[Opening TEXT EXCERPT section]

Majestic have a deal on at the moment where you can buy 2 bottles of the Manzanilla for £7.99 per bottle. Ding dong!
http://www.majestic.co.uk/find/Elitist+Review/Loves/product-is-24133/
Even with the Alcohol (Scotland) Act 2010 which came into force on October 1st (disallowing alcohol promotions that offer discounts for buying multiple products in Scottish stores), the discount should still apply. If it ships from England, the law doesn’t apply, and if it ships from Scotland, the bottle price is reduced. Braw!
Mr Nye,
If I were scandalised every time a piece of utterly loathsome, inordinately illiberal legislation were enshrined in Scottish law then hypertension would make pricking my fingers the European Space Agency’s preferred method of powering satellites into orbit.
Thanks for the heads-up on the cheapie La Gitana, though. Eight fun tokens is beyond a bargain for such a top drop!
Indeed, I would go as far as saying that if I had only done you (in the quite worrying length of time since we played darts whilst too drunk to see in a boozer on Oxford’s Botley Road) but one favour, the introduction to La Gitana would surely be it. That stuff is the squirrel’s scrote.
See you soon in Winchester, I hope!
Mr Blach,
There is nothing wrong with seeking out, discussing and certainly not adoring the very best food and wine. Indeed, but two weeks ago I went for a five hour lunch of which only one hour was enjoyed at the restaurant; the rest of the time being spent in transit to and from the establishment. The food was so good I felt my efforts were quite proportionate.

[Closing TEXT EXCERPT section]

§ TASK PROMPT
Answer these questions using the wine discussion:
(a) What is the per-bottle price in the Majestic deal when you buy 2 bottles of the Manzanilla?
(b) On what date did the Alcohol (Scotland) Act 2010 come into force?
(c) Of the five-hour lunch described, how much time was spent at the restaurant?
None of the lines after this are needed.

[Opening DATA SECTION section]

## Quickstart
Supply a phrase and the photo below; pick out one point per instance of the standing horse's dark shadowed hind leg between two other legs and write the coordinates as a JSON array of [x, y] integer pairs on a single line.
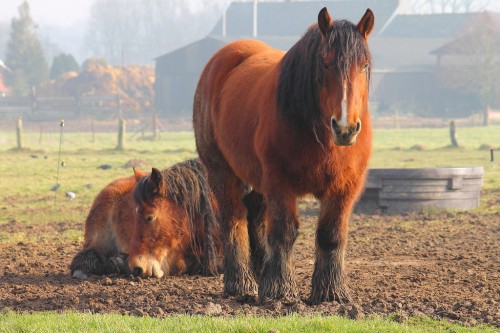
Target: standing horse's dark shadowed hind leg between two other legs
[[254, 203]]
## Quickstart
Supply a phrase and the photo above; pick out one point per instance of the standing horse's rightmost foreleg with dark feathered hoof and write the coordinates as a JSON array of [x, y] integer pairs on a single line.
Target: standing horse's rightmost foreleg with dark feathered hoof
[[328, 281]]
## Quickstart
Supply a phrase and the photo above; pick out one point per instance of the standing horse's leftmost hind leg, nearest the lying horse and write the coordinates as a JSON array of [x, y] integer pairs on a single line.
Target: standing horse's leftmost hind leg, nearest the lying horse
[[238, 275]]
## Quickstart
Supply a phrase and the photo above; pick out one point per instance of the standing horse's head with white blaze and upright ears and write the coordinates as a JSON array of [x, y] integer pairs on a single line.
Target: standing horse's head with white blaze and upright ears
[[345, 62]]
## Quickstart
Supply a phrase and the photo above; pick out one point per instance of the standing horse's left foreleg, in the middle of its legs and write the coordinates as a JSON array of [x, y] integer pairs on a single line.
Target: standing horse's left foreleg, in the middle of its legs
[[277, 280]]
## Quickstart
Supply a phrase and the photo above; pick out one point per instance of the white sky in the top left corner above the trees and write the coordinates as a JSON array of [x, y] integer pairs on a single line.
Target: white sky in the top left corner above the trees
[[50, 12]]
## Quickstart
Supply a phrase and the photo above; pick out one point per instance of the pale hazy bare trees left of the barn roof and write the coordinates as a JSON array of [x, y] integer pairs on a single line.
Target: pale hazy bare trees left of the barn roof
[[137, 31]]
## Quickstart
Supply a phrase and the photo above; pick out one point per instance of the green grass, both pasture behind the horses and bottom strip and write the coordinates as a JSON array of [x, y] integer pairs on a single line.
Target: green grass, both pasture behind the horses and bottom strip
[[28, 175]]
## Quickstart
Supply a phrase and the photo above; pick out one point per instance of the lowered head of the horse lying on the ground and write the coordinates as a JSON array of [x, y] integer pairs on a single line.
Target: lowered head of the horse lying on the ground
[[154, 226]]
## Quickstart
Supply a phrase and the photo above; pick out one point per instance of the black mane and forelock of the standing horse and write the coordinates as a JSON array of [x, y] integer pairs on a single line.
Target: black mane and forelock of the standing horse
[[303, 71]]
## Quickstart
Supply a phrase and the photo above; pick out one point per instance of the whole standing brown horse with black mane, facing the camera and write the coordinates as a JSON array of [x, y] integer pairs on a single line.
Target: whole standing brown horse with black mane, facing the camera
[[287, 124]]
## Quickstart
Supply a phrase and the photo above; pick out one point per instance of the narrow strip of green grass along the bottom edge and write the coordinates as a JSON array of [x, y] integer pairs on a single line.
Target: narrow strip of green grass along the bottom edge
[[78, 322]]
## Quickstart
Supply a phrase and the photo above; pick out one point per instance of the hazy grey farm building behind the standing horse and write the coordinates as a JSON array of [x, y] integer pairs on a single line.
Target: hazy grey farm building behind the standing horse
[[404, 75]]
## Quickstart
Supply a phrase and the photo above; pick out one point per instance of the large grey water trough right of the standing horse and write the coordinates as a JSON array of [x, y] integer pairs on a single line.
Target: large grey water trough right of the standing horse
[[404, 190]]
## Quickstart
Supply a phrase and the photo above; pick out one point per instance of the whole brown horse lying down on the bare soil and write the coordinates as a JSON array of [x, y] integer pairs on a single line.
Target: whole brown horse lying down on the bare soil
[[156, 224]]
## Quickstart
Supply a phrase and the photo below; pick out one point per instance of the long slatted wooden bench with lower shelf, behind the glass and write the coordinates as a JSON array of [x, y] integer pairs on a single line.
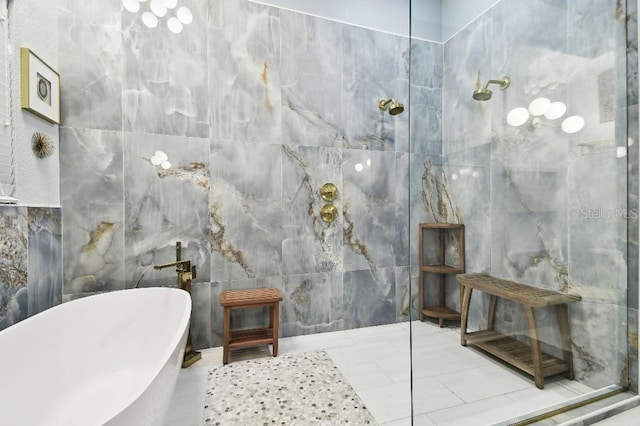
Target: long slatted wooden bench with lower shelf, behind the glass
[[527, 358]]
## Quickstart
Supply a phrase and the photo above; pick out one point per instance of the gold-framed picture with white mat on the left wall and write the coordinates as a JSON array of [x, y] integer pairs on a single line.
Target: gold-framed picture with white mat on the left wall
[[39, 87]]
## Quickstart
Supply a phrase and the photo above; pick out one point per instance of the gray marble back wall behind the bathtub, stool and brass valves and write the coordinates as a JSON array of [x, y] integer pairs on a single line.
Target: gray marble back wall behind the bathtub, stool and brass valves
[[256, 108]]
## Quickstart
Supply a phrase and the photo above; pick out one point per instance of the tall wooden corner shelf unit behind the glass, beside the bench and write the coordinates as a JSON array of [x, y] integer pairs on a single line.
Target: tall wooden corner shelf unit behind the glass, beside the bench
[[441, 230]]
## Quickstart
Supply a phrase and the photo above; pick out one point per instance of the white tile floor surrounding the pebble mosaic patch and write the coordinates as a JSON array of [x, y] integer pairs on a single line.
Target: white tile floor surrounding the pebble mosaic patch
[[453, 385]]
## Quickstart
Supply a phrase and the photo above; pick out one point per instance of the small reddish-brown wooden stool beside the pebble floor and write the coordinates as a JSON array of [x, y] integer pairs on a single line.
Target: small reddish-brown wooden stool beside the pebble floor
[[255, 298]]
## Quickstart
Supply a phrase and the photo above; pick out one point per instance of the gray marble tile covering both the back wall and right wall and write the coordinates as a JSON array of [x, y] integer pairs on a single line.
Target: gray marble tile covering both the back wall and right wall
[[257, 107]]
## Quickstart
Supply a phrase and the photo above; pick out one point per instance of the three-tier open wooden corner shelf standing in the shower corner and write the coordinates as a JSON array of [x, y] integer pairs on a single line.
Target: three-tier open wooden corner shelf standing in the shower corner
[[435, 240]]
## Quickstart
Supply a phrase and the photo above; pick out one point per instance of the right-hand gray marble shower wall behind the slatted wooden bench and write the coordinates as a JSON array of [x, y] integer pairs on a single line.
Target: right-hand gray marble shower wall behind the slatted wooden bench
[[532, 218]]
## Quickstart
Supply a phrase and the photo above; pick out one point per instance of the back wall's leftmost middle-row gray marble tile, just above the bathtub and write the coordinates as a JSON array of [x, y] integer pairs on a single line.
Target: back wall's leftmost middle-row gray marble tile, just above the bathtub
[[91, 192]]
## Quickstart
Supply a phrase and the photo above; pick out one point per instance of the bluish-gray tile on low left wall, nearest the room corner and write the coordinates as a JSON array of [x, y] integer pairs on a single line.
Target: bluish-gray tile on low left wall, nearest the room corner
[[44, 271]]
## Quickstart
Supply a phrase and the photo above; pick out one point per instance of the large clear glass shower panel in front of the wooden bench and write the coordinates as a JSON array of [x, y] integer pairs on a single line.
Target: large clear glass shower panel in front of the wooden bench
[[536, 170]]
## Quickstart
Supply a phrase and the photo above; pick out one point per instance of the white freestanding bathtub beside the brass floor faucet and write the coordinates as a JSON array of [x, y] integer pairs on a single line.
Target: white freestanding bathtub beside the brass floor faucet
[[110, 359]]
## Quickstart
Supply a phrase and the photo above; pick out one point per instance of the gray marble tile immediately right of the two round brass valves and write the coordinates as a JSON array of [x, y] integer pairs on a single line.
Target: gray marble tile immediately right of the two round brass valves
[[369, 209]]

[Closing DATA SECTION section]

§ EXERCISE RESPONSE
(a) £7.99 per bottle
(b) October 1st
(c) One hour